## Begin DATA SHOWN

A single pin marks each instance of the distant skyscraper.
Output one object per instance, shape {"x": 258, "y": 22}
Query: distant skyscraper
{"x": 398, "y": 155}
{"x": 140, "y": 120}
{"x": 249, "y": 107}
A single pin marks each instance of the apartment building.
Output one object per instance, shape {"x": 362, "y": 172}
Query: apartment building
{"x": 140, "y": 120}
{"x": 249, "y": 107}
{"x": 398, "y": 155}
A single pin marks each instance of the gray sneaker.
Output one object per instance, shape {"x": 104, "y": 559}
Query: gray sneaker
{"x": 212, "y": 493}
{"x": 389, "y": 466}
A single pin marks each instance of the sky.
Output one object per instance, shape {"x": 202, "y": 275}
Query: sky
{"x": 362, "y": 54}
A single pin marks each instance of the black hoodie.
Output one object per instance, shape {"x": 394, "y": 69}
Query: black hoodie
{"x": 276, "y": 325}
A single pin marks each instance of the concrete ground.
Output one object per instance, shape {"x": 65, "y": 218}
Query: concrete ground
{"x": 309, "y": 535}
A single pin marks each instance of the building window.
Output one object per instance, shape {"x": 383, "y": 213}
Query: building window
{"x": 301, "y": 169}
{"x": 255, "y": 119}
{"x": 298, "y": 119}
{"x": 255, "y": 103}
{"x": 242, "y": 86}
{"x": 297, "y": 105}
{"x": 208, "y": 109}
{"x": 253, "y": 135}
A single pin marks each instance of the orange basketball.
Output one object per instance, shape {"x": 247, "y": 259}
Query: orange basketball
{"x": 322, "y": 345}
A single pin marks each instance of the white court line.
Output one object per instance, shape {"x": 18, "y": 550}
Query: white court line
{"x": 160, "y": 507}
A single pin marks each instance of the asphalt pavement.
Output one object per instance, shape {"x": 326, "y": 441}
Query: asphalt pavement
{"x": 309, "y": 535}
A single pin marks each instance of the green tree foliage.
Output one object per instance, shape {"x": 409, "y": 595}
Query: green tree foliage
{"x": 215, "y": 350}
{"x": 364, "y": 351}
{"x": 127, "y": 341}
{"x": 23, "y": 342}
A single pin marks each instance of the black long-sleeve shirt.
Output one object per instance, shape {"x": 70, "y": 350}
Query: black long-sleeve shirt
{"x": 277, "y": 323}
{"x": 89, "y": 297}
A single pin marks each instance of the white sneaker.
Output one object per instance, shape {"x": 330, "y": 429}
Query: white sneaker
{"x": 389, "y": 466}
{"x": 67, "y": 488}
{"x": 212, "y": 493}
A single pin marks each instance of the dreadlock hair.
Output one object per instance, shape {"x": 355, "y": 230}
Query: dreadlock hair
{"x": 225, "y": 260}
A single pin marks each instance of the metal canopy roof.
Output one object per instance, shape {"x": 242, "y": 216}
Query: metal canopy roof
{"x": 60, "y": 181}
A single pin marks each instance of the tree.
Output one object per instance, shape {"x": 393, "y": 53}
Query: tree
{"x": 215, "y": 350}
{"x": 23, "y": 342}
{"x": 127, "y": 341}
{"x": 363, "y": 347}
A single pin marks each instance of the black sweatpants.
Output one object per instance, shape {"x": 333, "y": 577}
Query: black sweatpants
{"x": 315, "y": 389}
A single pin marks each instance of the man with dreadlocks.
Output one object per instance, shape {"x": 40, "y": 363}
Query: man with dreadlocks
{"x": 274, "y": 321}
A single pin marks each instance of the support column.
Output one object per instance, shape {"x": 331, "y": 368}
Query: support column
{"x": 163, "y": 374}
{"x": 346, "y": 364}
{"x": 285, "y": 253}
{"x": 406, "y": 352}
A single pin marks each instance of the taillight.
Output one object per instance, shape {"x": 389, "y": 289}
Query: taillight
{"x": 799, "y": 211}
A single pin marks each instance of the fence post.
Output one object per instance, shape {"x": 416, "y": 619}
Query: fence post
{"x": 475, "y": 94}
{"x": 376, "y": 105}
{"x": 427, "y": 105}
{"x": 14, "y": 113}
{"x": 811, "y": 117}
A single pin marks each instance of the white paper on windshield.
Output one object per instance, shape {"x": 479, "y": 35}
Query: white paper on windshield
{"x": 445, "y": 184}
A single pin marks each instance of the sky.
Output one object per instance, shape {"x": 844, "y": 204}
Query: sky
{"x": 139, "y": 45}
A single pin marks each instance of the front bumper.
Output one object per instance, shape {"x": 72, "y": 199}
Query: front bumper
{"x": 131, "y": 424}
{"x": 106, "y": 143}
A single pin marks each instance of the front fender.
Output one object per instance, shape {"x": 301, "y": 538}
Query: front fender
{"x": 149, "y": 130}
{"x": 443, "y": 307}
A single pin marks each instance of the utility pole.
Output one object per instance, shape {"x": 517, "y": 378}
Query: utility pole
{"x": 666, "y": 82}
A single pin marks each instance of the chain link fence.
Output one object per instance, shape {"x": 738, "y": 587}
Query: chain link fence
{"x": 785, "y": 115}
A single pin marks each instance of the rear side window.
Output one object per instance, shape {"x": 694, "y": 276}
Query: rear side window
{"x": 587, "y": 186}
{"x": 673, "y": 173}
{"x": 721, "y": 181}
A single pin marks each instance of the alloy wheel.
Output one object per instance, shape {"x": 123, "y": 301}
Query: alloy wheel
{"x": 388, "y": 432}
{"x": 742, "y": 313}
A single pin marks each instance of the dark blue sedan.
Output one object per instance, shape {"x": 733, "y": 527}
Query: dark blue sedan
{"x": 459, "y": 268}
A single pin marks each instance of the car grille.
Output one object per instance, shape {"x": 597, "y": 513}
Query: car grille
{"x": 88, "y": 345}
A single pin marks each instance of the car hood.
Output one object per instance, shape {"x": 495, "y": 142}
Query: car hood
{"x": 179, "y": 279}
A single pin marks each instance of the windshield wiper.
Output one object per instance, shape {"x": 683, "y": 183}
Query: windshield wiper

## End DATA SHOWN

= WORK REQUIRED =
Make an exact copy of the listing, including every line.

= THE ANSWER =
A single pin marks each instance of the distant skyscraper.
Output one object per instance, shape {"x": 258, "y": 22}
Query: distant skyscraper
{"x": 398, "y": 155}
{"x": 140, "y": 120}
{"x": 249, "y": 107}
A single pin marks each instance of the apartment building.
Output one object per instance, shape {"x": 362, "y": 172}
Query: apartment building
{"x": 140, "y": 120}
{"x": 249, "y": 107}
{"x": 398, "y": 155}
A single pin marks each instance of the gray sneaker.
Output one object per instance, shape {"x": 104, "y": 559}
Query: gray sneaker
{"x": 212, "y": 493}
{"x": 389, "y": 466}
A single pin marks each instance of the sky.
Output one object per instance, shape {"x": 202, "y": 275}
Query: sky
{"x": 362, "y": 54}
A single pin marks each instance of the black hoodie.
Output one object per instance, shape {"x": 394, "y": 69}
Query: black hoodie
{"x": 276, "y": 325}
A single pin marks each instance of the concrete ground.
Output one object per instance, shape {"x": 65, "y": 218}
Query: concrete ground
{"x": 309, "y": 535}
A single pin marks each instance of the building window.
Output one object per instance, shape {"x": 383, "y": 213}
Query: building window
{"x": 301, "y": 169}
{"x": 255, "y": 119}
{"x": 298, "y": 119}
{"x": 255, "y": 103}
{"x": 242, "y": 86}
{"x": 297, "y": 105}
{"x": 208, "y": 109}
{"x": 253, "y": 135}
A single pin marks each instance of the orange basketball.
Output one object per instance, shape {"x": 247, "y": 259}
Query: orange basketball
{"x": 322, "y": 345}
A single pin marks each instance of the white court line.
Output one object per instance, shape {"x": 18, "y": 550}
Query: white court line
{"x": 160, "y": 507}
A single pin marks each instance of the asphalt pavement.
Output one object per instance, shape {"x": 326, "y": 441}
Query: asphalt pavement
{"x": 309, "y": 535}
A single pin marks each instance of the green tree foliage.
Output one object per instance, shape {"x": 409, "y": 595}
Query: green tree foliage
{"x": 215, "y": 350}
{"x": 364, "y": 351}
{"x": 127, "y": 341}
{"x": 23, "y": 342}
A single pin marks each instance of the black long-sleeve shirt.
Output one object per instance, shape {"x": 70, "y": 350}
Query: black long-sleeve shirt
{"x": 277, "y": 323}
{"x": 89, "y": 297}
A single pin marks each instance of the white sneaker.
Output one object per instance, shape {"x": 330, "y": 429}
Query: white sneaker
{"x": 389, "y": 466}
{"x": 67, "y": 488}
{"x": 212, "y": 493}
A single pin marks each instance of the dreadlock hair.
Output one object per instance, shape {"x": 355, "y": 230}
Query: dreadlock hair
{"x": 225, "y": 260}
A single pin marks each instance of the metal canopy roof.
Output one object per instance, shape {"x": 242, "y": 216}
Query: metal canopy roof
{"x": 60, "y": 181}
A single pin marks each instance of the tree.
Output one object per instance, shape {"x": 393, "y": 53}
Query: tree
{"x": 215, "y": 350}
{"x": 23, "y": 342}
{"x": 127, "y": 341}
{"x": 363, "y": 347}
A single pin marks each instance of the black sweatpants.
Output one object per instance, shape {"x": 333, "y": 577}
Query: black sweatpants
{"x": 315, "y": 389}
A single pin marks each instance of the man with dreadlocks.
Output one object per instance, shape {"x": 40, "y": 363}
Query: man with dreadlocks
{"x": 274, "y": 321}
A single pin marks each instance of the support column.
Output one object per instance, shape {"x": 331, "y": 368}
Query: support column
{"x": 163, "y": 374}
{"x": 346, "y": 364}
{"x": 285, "y": 253}
{"x": 406, "y": 352}
A single pin marks each instance of the taillight.
Output one object per instance, shape {"x": 389, "y": 289}
Query: taillight
{"x": 799, "y": 211}
A single pin marks each instance of the fence post.
Output one object per instance, shape {"x": 416, "y": 619}
Query: fence post
{"x": 475, "y": 94}
{"x": 376, "y": 105}
{"x": 427, "y": 105}
{"x": 14, "y": 113}
{"x": 811, "y": 117}
A single pin marks each instance of the white paper on windshield.
Output one object per instance, shape {"x": 479, "y": 35}
Query: white paper on windshield
{"x": 445, "y": 184}
A single pin marks each instance of the sky.
Output one object per instance, shape {"x": 844, "y": 204}
Query: sky
{"x": 139, "y": 45}
A single pin marks each instance of the front bumper.
Output one object per instance, shape {"x": 72, "y": 199}
Query: front bumper
{"x": 131, "y": 424}
{"x": 106, "y": 143}
A single pin marks each instance of the front fender.
Output one object per instance, shape {"x": 301, "y": 538}
Query: front fender
{"x": 149, "y": 130}
{"x": 443, "y": 307}
A single pin marks each instance of the utility pole.
Output one object per instance, shape {"x": 517, "y": 378}
Query: utility pole
{"x": 666, "y": 82}
A single pin marks each instance of the chain link fence.
Output one object per instance, shape {"x": 738, "y": 587}
Query: chain link fence
{"x": 785, "y": 115}
A single pin marks each instance of the rear side window.
Output one object per instance, shape {"x": 694, "y": 276}
Query: rear side window
{"x": 587, "y": 186}
{"x": 673, "y": 173}
{"x": 721, "y": 181}
A single pin marks each instance of the alloy wheel.
Output one object per instance, shape {"x": 123, "y": 301}
Query: alloy wheel
{"x": 388, "y": 432}
{"x": 742, "y": 313}
A single pin marks each instance of the dark blue sedan.
Output one object per instance, shape {"x": 733, "y": 527}
Query: dark blue sedan
{"x": 459, "y": 268}
A single pin marks each instance of the car grille.
Output one object per instance, shape {"x": 597, "y": 513}
Query: car grille
{"x": 88, "y": 345}
A single pin marks each instance of the car hood.
Output one object per instance, shape {"x": 495, "y": 142}
Query: car hood
{"x": 179, "y": 279}
A single pin marks each instance of the windshield wiper.
Output one object per instance, shape {"x": 683, "y": 183}
Query: windshield wiper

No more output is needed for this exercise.